PROBLEMS AND TASKS —
- A) Answer these questions using the bandpass filtering tutorial:
(i) What FFT length, in seconds, is used to compute the PSDs?
(ii) Which frequency range is shaded as the filter band in the plot?
(iii) How long, in seconds, is each window in the dataset that is created for deep learning?
Mark each answer with the matching numeral.
- B) Carry on the bandpass filtering tutorial from the last line shown.

SOURCE TEXT —
Frequency Domain Analysis

[9]:

# Compute PSDs
fft_length = 4  # seconds
psd_original = y_train.psd(fftlength=fft_length)
psd_filtered = y_train_proc.psd(fftlength=fft_length)

plt.figure(figsize=(10, 5))
plt.loglog(psd_original.frequencies.value, psd_original.value, label="Original", alpha=0.7)
plt.loglog(psd_filtered.frequencies.value, psd_filtered.value, label="Filtered (55-65 Hz)", alpha=0.7)
plt.axvspan(55, 65, alpha=0.2, color="green", label="Filter band")
plt.xlabel("Frequency (Hz)")
plt.ylabel("PSD")
plt.title("Effect of Bandpass Filtering")
plt.legend()
plt.grid(True, which="both", alpha=0.3)
plt.xlim(10, 2000)
plt.show()

../../../../_images/web_en_user_guide_tutorials_case_ml_preprocessing_14_0.png

PyTorch Integration

The preprocessed data can be used with TimeSeriesWindowDataset for deep learning models.

[10]:

try:
    import torch  # noqa: F401

    from gwexpy.interop import TimeSeriesWindowDataset

    # Create dataset with 8-second windows, 0.0625-second stride
    train_dataset = TimeSeriesWindowDataset(
        X_train_proc,
        labels=y_train_proc,
        window=8 * sample_rate,
        stride=int(0.0625 * sample_rate),
    )

GIVEN MATERIAL —
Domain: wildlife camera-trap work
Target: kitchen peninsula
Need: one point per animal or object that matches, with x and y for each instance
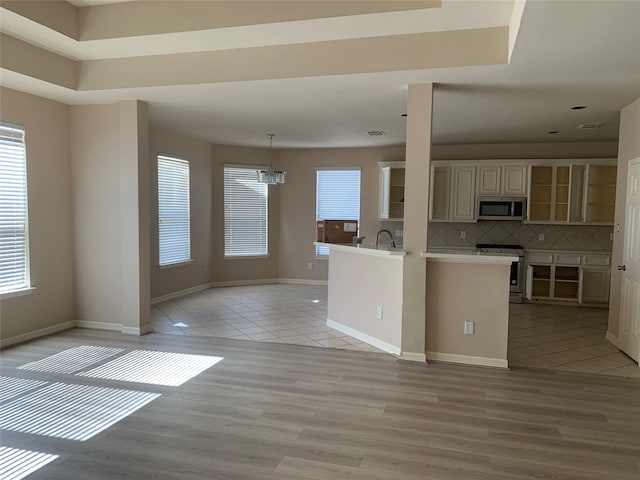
(366, 301)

EXPECTED ANSWERS —
- A)
(i) 4 seconds
(ii) 55 to 65 Hz
(iii) 8 seconds

- B)
    print(f"Dataset size: {len(train_dataset)} windows")

    # Get a batch
    x_batch, y_batch = train_dataset[0]
    print(f"Batch shapes: X={x_batch.shape}, y={y_batch.shape}")
    print(f"X dtype: {x_batch.dtype}")
    print(f"y dtype: {y_batch.dtype}")

    # Create DataLoader
    from torch.utils.data import DataLoader
    train_loader = DataLoader(train_dataset, batch_size=32, shuffle=True)
    print(f"\nDataLoader created with {len(train_loader)} batches")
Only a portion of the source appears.